Modifiez les lignes suivantes en remplaçant « snow-covered ground » par « frozen ground », sans rien changer d'autre. N'incluez pas les images dans la réponse.
----- DONNÉES ENREGISTRÉES -----
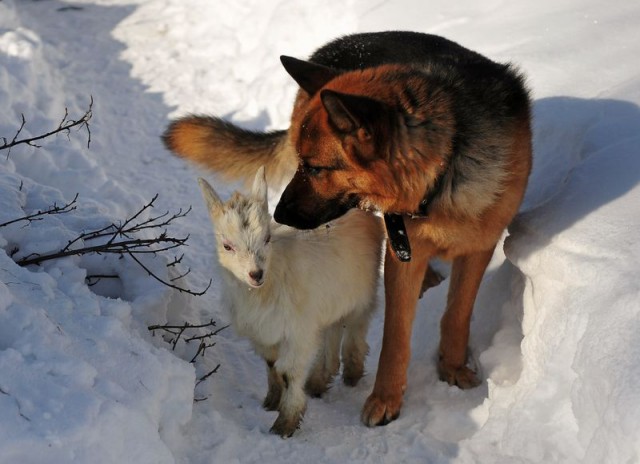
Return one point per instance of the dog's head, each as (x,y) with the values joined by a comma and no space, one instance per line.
(343,141)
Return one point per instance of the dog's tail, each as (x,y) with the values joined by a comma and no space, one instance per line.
(232,152)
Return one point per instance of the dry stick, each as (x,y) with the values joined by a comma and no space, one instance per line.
(128,245)
(207,375)
(180,289)
(64,126)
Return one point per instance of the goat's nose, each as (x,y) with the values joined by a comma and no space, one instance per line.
(256,275)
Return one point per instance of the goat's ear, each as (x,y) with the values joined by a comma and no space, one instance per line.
(259,189)
(311,77)
(214,204)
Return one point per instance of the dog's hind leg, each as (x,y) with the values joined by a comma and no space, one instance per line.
(354,344)
(466,275)
(327,362)
(432,278)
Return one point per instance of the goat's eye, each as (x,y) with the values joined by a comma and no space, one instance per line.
(313,171)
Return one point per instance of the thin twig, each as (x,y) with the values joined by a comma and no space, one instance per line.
(64,126)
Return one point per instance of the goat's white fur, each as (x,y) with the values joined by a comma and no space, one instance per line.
(317,291)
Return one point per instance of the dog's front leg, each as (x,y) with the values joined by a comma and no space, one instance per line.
(466,275)
(403,282)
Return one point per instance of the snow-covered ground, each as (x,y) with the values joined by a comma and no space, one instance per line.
(557,322)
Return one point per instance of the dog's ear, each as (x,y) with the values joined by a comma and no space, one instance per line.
(311,77)
(259,189)
(214,204)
-----
*RÉSULTAT*
Return one point per instance of the dog's head, each as (x,y) with the values joined by a comma and no space, one instance per line.
(343,141)
Return one point per instance of the dog's tail, each as (x,y) with the values joined by a comma and no space, one instance per line.
(232,152)
Return one point per instance of the dry stick, each as (x,y) with the values joined by a comma and no space, one instance per line.
(128,245)
(207,375)
(180,289)
(64,126)
Return one point per instance of the goat's nose, each as (x,y) with the values joined by a comma and no space, one instance per line.
(256,275)
Return one point per instance of the goat's ear, each as (x,y) with the values joined by a comma and no space, one instance per line.
(259,189)
(311,77)
(214,204)
Return one point per instance of the dog's hind leg, each as (x,y) with the values joined by a comma and no space, one instance per line.
(354,344)
(466,275)
(327,362)
(432,278)
Return one point per instance of the goat's eye, each as (x,y) with the values joined by a comma and no space, one instance per line.
(313,171)
Return one point per instance of the thin twig, each as (x,y) with the values joined by a comma and no space, one instance per line.
(64,126)
Return one point per instance of the goat's white fur, each as (x,y) with the values joined by a comma and no space, one instance per line.
(317,291)
Return one point per instance of the dog's front leg, each as (x,y) with the values joined by a comma and no space, one instance per line.
(466,275)
(403,282)
Return one point per instance of the frozen ground, each as (x,y) with the values joined by a comma and no space, one instance per line.
(557,322)
Return one point per instance of the dog's ear, each as (x,y) with the values joined by a comma and no space, one instance per line.
(311,77)
(259,189)
(214,204)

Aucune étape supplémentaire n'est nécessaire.